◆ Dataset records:
──────────────────────────────

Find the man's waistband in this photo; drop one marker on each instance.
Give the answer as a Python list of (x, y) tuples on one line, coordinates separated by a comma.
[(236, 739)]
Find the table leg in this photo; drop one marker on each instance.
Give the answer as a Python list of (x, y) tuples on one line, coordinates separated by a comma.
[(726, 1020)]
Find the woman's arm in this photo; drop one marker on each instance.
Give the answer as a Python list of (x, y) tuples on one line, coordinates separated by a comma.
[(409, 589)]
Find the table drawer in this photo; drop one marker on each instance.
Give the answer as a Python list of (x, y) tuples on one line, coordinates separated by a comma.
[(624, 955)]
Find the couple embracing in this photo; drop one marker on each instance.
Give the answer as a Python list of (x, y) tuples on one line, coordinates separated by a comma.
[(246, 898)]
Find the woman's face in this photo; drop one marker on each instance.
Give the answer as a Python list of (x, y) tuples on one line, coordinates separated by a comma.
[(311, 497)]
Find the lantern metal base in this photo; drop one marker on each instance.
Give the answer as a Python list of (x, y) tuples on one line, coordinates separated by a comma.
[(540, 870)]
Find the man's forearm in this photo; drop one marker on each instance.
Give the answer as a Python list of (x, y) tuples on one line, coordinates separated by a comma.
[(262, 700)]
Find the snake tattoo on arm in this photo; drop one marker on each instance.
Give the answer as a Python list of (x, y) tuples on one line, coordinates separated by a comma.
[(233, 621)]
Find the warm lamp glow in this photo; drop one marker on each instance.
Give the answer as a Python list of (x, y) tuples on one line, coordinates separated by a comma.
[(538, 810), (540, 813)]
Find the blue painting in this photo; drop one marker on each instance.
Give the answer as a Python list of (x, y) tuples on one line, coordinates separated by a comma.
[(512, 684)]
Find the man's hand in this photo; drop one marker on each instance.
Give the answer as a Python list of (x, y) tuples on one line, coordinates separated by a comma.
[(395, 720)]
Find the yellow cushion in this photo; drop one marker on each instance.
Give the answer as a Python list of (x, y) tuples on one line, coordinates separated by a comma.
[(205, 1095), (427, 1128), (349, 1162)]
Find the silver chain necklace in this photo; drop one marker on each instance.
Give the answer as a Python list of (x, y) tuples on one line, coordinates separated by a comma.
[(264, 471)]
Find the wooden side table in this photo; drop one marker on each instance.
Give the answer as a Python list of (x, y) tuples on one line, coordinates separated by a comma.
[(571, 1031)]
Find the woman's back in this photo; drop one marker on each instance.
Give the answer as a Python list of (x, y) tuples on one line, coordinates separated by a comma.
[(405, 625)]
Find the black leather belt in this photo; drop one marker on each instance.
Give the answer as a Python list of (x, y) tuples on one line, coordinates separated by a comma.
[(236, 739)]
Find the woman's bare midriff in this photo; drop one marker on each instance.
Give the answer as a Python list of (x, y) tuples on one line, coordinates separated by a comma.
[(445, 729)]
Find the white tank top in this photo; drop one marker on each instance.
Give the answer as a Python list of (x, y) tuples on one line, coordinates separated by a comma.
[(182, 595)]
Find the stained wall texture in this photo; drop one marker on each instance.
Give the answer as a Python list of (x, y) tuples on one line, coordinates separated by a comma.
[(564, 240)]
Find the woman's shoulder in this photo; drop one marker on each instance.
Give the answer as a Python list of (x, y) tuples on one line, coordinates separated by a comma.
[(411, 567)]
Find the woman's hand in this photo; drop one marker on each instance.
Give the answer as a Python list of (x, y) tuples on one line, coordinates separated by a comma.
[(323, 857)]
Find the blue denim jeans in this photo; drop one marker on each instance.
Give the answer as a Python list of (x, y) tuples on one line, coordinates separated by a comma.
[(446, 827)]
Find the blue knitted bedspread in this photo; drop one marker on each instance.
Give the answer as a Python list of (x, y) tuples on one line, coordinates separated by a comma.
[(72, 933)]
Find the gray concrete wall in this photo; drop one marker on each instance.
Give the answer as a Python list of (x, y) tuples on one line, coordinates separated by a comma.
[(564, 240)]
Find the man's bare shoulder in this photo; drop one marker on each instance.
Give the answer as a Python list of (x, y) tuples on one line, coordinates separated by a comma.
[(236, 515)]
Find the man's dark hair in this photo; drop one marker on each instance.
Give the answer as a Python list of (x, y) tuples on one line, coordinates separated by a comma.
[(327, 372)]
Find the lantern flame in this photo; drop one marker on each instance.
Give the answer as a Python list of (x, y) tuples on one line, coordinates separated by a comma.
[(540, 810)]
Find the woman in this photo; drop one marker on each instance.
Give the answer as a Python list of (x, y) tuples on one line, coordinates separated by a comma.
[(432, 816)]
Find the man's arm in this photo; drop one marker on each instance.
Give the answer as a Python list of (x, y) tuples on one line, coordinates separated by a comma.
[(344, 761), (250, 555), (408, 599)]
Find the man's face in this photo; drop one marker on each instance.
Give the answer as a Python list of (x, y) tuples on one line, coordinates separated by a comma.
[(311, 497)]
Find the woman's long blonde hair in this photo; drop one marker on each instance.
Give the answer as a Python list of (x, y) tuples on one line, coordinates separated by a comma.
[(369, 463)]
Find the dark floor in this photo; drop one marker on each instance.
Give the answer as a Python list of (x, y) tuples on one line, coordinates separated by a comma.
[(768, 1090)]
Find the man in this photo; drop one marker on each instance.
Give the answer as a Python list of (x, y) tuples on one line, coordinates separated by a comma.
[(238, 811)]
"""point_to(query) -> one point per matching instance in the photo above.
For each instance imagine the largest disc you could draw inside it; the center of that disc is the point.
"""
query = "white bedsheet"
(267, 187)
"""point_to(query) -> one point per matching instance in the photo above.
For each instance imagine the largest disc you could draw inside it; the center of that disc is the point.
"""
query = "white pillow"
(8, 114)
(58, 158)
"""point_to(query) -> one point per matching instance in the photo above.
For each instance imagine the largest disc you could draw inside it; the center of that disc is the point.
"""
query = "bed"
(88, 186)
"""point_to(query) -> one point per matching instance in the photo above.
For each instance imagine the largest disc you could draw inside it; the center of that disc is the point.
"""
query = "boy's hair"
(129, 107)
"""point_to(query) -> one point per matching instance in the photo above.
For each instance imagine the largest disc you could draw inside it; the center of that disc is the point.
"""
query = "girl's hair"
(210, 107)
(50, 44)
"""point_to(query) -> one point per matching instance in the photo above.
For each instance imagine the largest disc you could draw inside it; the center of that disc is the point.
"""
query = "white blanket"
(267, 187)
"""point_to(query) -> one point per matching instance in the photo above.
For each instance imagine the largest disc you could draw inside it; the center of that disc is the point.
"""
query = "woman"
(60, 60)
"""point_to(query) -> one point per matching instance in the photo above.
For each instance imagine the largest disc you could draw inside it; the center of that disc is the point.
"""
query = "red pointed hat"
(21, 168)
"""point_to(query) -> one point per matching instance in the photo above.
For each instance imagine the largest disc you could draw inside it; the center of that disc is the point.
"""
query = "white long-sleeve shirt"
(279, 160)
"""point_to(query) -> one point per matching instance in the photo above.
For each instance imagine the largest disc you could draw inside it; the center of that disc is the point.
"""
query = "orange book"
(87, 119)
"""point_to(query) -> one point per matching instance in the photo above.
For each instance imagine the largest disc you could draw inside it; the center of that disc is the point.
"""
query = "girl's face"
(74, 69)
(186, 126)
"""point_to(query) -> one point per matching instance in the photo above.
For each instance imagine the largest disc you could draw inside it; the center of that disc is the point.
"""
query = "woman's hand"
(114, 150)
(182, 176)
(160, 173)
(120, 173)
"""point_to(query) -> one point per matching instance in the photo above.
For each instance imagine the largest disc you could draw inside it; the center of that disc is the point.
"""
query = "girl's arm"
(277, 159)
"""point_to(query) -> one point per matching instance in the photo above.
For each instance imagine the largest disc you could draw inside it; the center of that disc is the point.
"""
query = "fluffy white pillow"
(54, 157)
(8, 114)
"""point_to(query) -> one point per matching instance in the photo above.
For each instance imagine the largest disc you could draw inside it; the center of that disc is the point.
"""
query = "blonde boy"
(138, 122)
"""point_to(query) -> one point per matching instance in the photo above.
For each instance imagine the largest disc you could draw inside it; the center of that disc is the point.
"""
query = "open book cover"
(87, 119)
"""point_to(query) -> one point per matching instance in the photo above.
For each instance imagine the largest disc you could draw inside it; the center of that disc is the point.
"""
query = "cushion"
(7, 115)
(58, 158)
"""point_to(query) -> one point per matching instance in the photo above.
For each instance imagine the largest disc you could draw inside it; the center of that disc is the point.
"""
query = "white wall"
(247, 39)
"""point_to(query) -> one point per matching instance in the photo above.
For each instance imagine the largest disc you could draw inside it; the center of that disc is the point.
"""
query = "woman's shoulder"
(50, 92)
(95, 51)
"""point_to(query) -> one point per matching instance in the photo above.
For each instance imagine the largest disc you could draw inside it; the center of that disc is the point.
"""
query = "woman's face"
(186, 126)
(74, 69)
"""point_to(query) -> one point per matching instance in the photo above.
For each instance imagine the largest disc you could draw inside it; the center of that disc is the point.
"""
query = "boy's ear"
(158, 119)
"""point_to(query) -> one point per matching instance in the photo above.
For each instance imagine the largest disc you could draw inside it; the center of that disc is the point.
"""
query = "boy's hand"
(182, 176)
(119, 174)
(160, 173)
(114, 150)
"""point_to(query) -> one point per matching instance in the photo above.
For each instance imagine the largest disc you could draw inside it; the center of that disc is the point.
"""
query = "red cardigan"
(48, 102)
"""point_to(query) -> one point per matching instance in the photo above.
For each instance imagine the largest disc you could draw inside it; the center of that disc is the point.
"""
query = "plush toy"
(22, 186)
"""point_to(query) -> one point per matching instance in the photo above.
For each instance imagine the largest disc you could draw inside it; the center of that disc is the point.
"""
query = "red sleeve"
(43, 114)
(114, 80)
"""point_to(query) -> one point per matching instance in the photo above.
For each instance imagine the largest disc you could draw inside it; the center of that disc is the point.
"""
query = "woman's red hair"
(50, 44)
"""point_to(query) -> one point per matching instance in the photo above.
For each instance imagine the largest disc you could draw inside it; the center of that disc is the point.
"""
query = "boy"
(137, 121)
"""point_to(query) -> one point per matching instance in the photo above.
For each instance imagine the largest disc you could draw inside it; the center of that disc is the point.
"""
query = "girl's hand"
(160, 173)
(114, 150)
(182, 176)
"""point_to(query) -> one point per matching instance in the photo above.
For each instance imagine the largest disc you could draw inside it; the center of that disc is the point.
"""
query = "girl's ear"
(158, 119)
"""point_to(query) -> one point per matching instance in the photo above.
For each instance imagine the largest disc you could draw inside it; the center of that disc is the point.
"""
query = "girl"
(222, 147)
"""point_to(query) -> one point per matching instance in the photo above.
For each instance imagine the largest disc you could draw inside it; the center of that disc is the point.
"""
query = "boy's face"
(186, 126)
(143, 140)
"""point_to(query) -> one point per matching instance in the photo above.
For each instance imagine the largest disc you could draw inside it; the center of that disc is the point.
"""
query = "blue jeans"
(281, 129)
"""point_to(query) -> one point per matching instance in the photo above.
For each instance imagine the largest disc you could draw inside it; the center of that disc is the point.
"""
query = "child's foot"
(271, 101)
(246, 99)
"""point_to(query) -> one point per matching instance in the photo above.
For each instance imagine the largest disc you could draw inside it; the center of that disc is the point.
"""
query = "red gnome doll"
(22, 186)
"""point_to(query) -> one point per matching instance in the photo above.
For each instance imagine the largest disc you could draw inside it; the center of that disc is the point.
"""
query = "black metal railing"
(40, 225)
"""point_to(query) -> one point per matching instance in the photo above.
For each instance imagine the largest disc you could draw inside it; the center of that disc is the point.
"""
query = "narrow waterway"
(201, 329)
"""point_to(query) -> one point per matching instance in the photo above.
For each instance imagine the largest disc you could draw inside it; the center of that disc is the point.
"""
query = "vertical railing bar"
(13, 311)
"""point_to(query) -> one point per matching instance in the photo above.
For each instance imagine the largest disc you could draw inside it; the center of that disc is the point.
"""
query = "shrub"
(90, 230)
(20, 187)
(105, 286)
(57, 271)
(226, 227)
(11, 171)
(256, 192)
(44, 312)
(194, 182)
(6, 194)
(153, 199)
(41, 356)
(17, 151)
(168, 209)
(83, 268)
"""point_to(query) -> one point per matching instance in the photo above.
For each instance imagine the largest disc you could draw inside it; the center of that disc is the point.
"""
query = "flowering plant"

──────────────────────────────

◆ TASK TO CARRY OUT: Please copy each line of the records above that holds the word "dark".

◆ RESPONSE TO THE TASK:
Find the man's dark hair in this photo; drop one marker on each instance.
Find the dark floor in this photo; drop one marker on each instance.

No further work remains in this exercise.